GIVEN DATA Start Marker

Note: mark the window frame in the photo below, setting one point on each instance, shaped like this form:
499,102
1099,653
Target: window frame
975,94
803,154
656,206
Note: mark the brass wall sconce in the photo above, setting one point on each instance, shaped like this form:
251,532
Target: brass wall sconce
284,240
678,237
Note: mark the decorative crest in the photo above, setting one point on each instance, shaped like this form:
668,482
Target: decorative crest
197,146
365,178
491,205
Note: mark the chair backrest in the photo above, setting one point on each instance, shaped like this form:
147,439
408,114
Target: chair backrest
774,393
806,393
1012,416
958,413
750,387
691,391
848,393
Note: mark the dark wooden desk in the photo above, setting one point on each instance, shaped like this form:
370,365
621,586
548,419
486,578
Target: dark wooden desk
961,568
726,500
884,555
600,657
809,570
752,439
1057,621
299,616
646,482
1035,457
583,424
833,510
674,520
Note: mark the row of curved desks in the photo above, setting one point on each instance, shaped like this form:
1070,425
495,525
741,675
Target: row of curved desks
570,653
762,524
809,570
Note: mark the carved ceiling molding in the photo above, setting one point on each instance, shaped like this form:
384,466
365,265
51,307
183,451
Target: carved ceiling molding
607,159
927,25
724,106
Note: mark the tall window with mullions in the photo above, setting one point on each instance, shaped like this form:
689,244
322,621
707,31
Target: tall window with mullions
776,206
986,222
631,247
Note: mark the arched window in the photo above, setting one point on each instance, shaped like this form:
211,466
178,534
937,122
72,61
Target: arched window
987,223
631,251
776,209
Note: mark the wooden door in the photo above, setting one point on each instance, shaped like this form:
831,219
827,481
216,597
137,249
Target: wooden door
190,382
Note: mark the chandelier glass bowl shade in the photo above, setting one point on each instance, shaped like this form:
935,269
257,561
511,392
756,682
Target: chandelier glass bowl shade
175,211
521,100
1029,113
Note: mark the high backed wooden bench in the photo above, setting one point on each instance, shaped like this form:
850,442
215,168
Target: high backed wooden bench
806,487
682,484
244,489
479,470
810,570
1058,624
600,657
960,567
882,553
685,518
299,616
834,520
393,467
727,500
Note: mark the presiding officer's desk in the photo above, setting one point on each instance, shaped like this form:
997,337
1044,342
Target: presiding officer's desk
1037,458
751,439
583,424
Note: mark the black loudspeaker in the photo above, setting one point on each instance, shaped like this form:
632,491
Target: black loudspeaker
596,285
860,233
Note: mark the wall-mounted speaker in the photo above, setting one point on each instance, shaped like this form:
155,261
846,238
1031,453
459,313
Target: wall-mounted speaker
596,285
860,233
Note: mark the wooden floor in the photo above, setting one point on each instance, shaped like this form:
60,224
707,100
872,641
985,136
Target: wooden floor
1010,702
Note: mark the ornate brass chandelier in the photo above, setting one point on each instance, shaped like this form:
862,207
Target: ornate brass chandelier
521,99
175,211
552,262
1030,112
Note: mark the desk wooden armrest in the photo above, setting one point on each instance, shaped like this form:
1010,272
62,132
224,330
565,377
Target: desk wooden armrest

GIVEN DATA End Marker

EXERCISE REQUIREMENTS: Please copy each entry. Leave nothing out.

OUTPUT BELOW:
Note: mark the window frame in the photo below, setting one point on each instance, shaped like this form:
499,102
1099,653
Target: window frame
975,94
803,154
656,206
Note: mark the brass wall sconce in the photo above, setting one point on each instance, shaped like this form:
251,532
Target: brass wall sconce
284,240
678,237
Note: mark the decorative crest in the photo above, setting one point on each instance, shaped like this form:
668,482
Target: decorative crest
197,146
365,178
491,205
Note: mark the chair backrest in the photo above, setting one point on each instance, shaped like this form:
147,439
408,114
Target: chair backrest
774,393
806,393
1012,416
958,413
750,387
691,391
848,393
Note: mark the dark wooden desk in the photo above, setting one point on each instance, shaped like this form:
370,365
621,586
548,419
486,578
Target: dark wooden desk
961,568
726,500
884,555
600,657
809,570
752,439
1057,621
299,616
646,482
1035,457
583,424
833,510
674,520
Note: mark the row of curved desks in the photo above, setting one point on each instance, shaped like this form:
1070,425
495,525
741,675
Target: row of curved desks
570,653
762,524
809,570
Note: mark the carved ceiling molding in the photo above, setting one point on each instance, shaped like this form:
384,466
365,265
51,307
183,451
Target: carved ceiling molding
607,159
927,25
724,106
Note: mark the tall window with mullions in the photo above, setting one point on each instance, shaped like this form:
689,244
322,621
707,31
Target: tall window with mullions
776,206
986,222
631,247
Note: mark the arched window in the photo above, setting one point on each instance, shaped like this form:
211,466
178,534
937,122
72,61
Target: arched window
987,223
631,251
776,209
Note: mark the wooden door in the photo above, setting one point on each instance, shaped like this form:
831,219
827,481
216,597
137,249
Target: wooden door
190,382
Note: mark the chandelier glass bowl shade in the photo above, setting one point on each instance, shaped like this form:
935,269
257,561
511,392
756,682
Target: chandelier glass bowl shade
175,211
521,100
1029,113
Note: mark the high backed wooden bench in the photo above, setting one point on each instance, shaped like this form:
850,442
215,168
Target: high backed wooden bench
806,487
682,484
244,489
479,470
810,570
1058,624
600,657
960,567
882,553
685,518
299,616
834,520
393,467
727,500
Note: mark the presiding officer's desk in the photo above, setting one point on each instance, shaped like this form:
997,337
1044,342
Target: presiding officer's desk
1037,458
751,439
583,424
Note: mark the black loudspeaker in the photo above, setting one point on each instance, shaped like this form:
632,491
Target: black loudspeaker
596,285
860,233
Note: mark the wall-mounted speaker in the photo above, setting one point on each instance, shaped like this form:
155,261
846,238
1031,453
459,313
Target: wall-mounted speaker
596,285
860,233
Note: mark the wooden floor in the photo above, setting one point on each instance, shaped like this form:
60,224
707,100
872,641
985,136
Target: wooden floor
1010,702
Note: mark the ornate brass chandelier in the photo above, setting one point on each instance, shaped like this form:
862,207
Target: ornate brass chandelier
521,99
175,211
552,262
1030,112
Note: mark the desk wooden armrest in the photo above, setting one point on each instance, shaped like this form:
1010,272
62,132
224,330
565,377
Target: desk wooden armrest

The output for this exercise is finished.